▸ **TASK STATEMENT**: Reproduce the listing below verbatim, keeping every line unchanged.

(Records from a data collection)
== == ==
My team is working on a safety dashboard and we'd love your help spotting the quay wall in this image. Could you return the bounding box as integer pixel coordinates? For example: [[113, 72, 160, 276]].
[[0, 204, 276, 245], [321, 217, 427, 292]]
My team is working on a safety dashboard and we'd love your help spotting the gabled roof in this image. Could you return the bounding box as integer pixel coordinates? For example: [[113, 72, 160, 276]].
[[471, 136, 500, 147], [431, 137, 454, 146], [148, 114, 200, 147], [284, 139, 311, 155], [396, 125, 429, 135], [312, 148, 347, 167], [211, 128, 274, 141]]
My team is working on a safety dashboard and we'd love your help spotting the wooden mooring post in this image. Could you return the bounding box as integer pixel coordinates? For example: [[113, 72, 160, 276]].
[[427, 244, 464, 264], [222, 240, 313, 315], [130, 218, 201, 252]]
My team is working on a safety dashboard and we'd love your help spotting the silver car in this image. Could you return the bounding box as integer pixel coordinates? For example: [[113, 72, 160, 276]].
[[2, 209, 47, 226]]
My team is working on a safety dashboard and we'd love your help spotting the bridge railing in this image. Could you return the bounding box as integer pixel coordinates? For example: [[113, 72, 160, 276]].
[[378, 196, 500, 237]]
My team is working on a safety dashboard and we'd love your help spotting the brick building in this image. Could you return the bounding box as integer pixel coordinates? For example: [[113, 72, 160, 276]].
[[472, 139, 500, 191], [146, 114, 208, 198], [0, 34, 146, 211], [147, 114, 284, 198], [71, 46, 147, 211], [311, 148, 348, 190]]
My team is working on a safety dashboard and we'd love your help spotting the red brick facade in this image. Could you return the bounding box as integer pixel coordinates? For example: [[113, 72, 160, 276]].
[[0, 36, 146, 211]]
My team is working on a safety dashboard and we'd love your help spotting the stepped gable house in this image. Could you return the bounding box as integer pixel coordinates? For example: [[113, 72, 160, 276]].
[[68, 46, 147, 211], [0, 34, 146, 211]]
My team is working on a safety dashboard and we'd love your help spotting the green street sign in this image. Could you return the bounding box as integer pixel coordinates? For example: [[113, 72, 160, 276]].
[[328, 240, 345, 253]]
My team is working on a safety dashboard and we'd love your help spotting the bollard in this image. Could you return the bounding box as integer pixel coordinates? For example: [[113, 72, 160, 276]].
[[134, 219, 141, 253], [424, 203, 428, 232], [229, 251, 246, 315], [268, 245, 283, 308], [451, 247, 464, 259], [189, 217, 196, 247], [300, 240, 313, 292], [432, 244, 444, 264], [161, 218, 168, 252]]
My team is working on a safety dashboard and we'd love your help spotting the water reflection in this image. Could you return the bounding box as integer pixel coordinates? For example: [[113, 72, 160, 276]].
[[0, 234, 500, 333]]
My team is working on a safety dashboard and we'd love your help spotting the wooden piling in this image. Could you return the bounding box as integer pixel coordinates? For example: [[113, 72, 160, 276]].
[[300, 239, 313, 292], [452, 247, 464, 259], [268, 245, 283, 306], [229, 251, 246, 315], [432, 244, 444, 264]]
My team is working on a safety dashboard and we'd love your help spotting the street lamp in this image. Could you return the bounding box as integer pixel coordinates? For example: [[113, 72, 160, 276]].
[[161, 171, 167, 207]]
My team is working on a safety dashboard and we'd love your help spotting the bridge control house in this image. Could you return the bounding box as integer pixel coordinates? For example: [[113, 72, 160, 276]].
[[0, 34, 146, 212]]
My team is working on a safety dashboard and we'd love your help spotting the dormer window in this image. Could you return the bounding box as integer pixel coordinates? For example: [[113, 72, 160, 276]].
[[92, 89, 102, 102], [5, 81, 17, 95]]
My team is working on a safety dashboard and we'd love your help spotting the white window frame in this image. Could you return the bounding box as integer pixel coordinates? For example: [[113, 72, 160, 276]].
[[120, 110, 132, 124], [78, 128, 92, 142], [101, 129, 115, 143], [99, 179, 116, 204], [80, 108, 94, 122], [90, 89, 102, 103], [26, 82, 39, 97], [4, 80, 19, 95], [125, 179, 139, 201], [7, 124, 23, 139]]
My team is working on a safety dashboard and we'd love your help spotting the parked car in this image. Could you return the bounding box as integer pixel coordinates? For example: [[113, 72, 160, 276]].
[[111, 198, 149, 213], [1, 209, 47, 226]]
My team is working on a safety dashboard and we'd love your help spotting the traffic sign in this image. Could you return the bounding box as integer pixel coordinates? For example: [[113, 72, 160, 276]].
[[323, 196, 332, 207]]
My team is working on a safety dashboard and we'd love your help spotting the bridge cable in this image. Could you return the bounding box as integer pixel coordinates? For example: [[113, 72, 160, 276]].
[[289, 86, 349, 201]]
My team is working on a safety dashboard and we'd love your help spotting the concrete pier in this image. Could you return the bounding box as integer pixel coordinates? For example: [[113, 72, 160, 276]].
== == ==
▸ **THE COMPLETED TASK**:
My team is working on a safety dashboard and we'd love your help spotting the quay wall in this image. Could you return the bounding box as integer pixel coordinates? For example: [[113, 72, 160, 276]].
[[0, 204, 276, 245], [321, 217, 427, 292]]
My team is working on a safety dashboard and we'd love your help spotting the gabled roof in this image. Could you return the bounding box as integer pixel coordinates? For example: [[113, 72, 160, 276]].
[[471, 136, 500, 147], [431, 137, 454, 146], [148, 114, 200, 147], [284, 139, 311, 155], [396, 125, 429, 135], [312, 148, 347, 167], [211, 128, 274, 141]]
My team is working on a safety dashboard and we'd love your help spotting the wooden mooring post in this image. Could you return the bounding box as integer pixel coordinates? For example: [[113, 72, 160, 276]].
[[427, 244, 464, 264], [222, 240, 313, 315], [130, 218, 201, 252]]
My team is working on a safety dashboard and we'd love your help spotting the silver car in this image. Could you return the bounding box as integer pixel coordinates? For example: [[113, 72, 160, 276]].
[[2, 209, 47, 226]]
My team is working on a safety dashboard and we'd love your help spotting the bridge railing in this image. Could you return the bounding box as integer pixel coordinates? For example: [[113, 72, 160, 276]].
[[378, 196, 500, 237]]
My team is working on a safety dashboard and we'd love your help spotting the brick building in this image. Could you return the bounding box as integer pixel coordinates? For example: [[113, 72, 160, 276]].
[[472, 139, 500, 191], [146, 114, 208, 198], [0, 34, 146, 211], [147, 114, 284, 198], [71, 46, 147, 211], [311, 148, 348, 190]]
My team is working on a safety dashboard and we'd love your help spotting the red brick facade in this image. Could you return the bounding box as integer pixel coordinates? For example: [[113, 72, 160, 276]].
[[0, 36, 146, 211]]
My team is working on a safety dashboard and we'd love your help spotting the stepped gable house in this image. Could you return the bounding box as integer pixel coordinates? For example: [[113, 72, 160, 276]].
[[68, 46, 147, 211], [0, 34, 146, 211]]
My team is working on a safety dashboard and we'd love your help spotting the green street sign in this image. Could you return the bounding box as integer pixel coordinates? For example: [[113, 72, 160, 276]].
[[328, 240, 345, 253]]
My team is working on a safety dashboard and we'd love your help spotting the bollard in this image. Could you return the bounding box as integer pixel coordinates? For example: [[113, 72, 160, 276]].
[[134, 219, 141, 253], [424, 203, 428, 232], [229, 251, 246, 315], [268, 245, 283, 308], [451, 247, 464, 259], [189, 217, 196, 247], [300, 240, 313, 292], [432, 244, 444, 264], [161, 218, 168, 252]]
My team is working on a safety dashboard and we'd love your help spotting the water reflection in this image. Could you return the bounding box as integer pixel coordinates? For example: [[113, 72, 160, 276]].
[[0, 234, 500, 333]]
My team is working on a safety dashboard and we'd love your help spotting the wooden piling in this image. Could you return the bounding box as integer pixel coordinates? For example: [[113, 72, 160, 276]].
[[300, 239, 313, 292], [452, 247, 464, 259], [268, 245, 283, 306], [229, 251, 246, 315], [432, 244, 444, 264]]
My team is working on a safety dashboard and we'd love your help spotting the street lamp in this image. Could you return the bounding box as integer pixel coordinates? For example: [[113, 72, 160, 276]].
[[161, 171, 167, 207]]
My team is working on a safety dashboard and we'd love your help spotting the bridge control house in this image. Could you return the bounding box as integer pixel coordinates? For example: [[113, 72, 160, 276]].
[[0, 34, 146, 212]]
My team is working on a safety dashboard and we'd love your help spotting the dormer window in this image. Could you return the bounding box as integer pixel coordinates? For example: [[113, 72, 160, 276]].
[[92, 89, 102, 102], [5, 81, 17, 95]]
My team is working on a safety dashboard and we'd love your help spotting the white window frame in this image. Could you return the bounding box as integer pixel coordinates? For example: [[113, 72, 160, 276]].
[[120, 110, 132, 124], [78, 128, 92, 142], [101, 129, 115, 143], [99, 179, 116, 204], [80, 108, 94, 122], [90, 89, 102, 103], [26, 82, 39, 97], [4, 80, 19, 95], [125, 179, 139, 201], [7, 124, 23, 139]]
My team is working on a safety dashboard and we'd love your help spotting the parked car in this image. Could you return the bounding box as integer pixel coordinates? For example: [[113, 72, 160, 276]].
[[111, 198, 149, 213], [1, 209, 47, 226]]
My team is working on a safety dashboard and we'd love your help spotting the traffic sign in this image. Could you return the bounding box as integer pixel coordinates? For example: [[113, 72, 160, 276]].
[[323, 196, 332, 207]]
My team is working on a safety dashboard and we'd love your help spotting the bridge cable in this image. Could you return the bounding box as integer pixel coordinates? For example: [[113, 72, 160, 276]].
[[289, 86, 349, 201]]
My team is working on a safety dashboard and we'd love your help spotting the concrete pier in this image. Could you return the bounding box as integer pixel coordinates? For example: [[113, 72, 160, 276]].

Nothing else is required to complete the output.